WRITTEN TASK 1: According to the passage on early Dzogchen, what is the Denkarma?
WRITTEN TASK 2: Using the passage on early Dzogchen, decide whether each statement agrees with it, answering yes or no and quoting the deciding words: (a) Lamp for the Eyes of Contemplation was written in the late 9th century. (b) The survey of the earliest sources is a search for the origin of Dzogchen. (c) The Meditation on the Awakened Mind was written by Nub Sangyé Yeshé.
WRITTEN TASK 3: Reproduce the passage on early Dzogchen word for word from "The search for an origin is" to "reliably dated texts.".

PASSAGE SHOWN:
Archive for January, 2008
Early Dzogchen III: The origin of Dzogchen?
The search for an origin is a seductive task, but one to be wary of. As Nāgārjūna pointed out a long time ago, nothing ever really comes into being as such. Any entity we might identify is both composite and has developed through the mutual dependence of causes and conditions. The idea of an ‘origin’ supposes that we can identify a source that is cannot be broken into composite parts and is free from any previous causes.
That said, the whole point of this website, and the materials on which it comments, is that earlier textual sources can tell as something that later sources do not. This survey of the earliest sources on Dzogchen is, then, not the search for an origin, but an examination of the character of Dzogchen as it appears in the earliest reliably dated texts.
What are the earliest reliably dated Dzogchen texts? There is The Meditation on the Awakened Mind by Mañjuśrīmitra, which is mentioned in the Denkarma, an early 9th century library catalogue. And then there are the many texts quoted by Nub Sangyé Yeshé in his Lamp for the Eyes of Contemplation, written in the late 9th century. These are generally short instructional texts which overlap to some extent with the traditional list of eighteen early Mind Series (sems sde) texts.

DATASET EXCERPTS:
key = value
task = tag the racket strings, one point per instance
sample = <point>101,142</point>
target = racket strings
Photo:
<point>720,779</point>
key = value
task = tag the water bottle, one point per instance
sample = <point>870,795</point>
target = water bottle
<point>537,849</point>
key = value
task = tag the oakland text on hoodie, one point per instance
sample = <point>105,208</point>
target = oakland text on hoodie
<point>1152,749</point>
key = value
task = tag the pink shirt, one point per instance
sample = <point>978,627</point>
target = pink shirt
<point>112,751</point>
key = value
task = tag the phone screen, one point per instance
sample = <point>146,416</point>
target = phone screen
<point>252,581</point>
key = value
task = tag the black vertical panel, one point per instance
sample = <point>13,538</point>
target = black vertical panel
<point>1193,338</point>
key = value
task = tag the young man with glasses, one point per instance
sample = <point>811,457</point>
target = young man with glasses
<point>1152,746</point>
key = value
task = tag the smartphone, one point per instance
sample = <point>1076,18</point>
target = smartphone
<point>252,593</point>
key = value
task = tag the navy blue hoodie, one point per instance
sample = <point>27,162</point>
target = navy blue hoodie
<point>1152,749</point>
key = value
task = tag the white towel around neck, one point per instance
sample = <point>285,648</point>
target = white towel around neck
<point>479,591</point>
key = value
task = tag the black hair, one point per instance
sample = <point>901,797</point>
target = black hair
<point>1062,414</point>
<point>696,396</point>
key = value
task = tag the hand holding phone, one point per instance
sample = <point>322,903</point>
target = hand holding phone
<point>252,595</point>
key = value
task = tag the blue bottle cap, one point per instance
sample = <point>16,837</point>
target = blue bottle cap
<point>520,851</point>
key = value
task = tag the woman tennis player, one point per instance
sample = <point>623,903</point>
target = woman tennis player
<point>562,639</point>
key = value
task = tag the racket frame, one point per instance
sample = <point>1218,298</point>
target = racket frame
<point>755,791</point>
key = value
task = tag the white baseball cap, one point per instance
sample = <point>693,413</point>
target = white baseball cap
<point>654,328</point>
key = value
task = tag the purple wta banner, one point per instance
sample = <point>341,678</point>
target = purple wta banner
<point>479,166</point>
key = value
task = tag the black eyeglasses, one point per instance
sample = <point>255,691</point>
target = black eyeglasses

WRITTEN ANSWER 1: An early 9th century library catalogue.

WRITTEN ANSWER 2:
(a) Yes: "written in the late 9th century."
(b) No: "not the search for an origin."
(c) No: "The Meditation on the Awakened Mind by Mañjuśrīmitra."

WRITTEN ANSWER 3:
The search for an origin is a seductive task, but one to be wary of. As Nāgārjūna pointed out a long time ago, nothing ever really comes into being as such. Any entity we might identify is both composite and has developed through the mutual dependence of causes and conditions. The idea of an ‘origin’ supposes that we can identify a source that is cannot be broken into composite parts and is free from any previous causes.
That said, the whole point of this website, and the materials on which it comments, is that earlier textual sources can tell as something that later sources do not. This survey of the earliest sources on Dzogchen is, then, not the search for an origin, but an examination of the character of Dzogchen as it appears in the earliest reliably dated texts.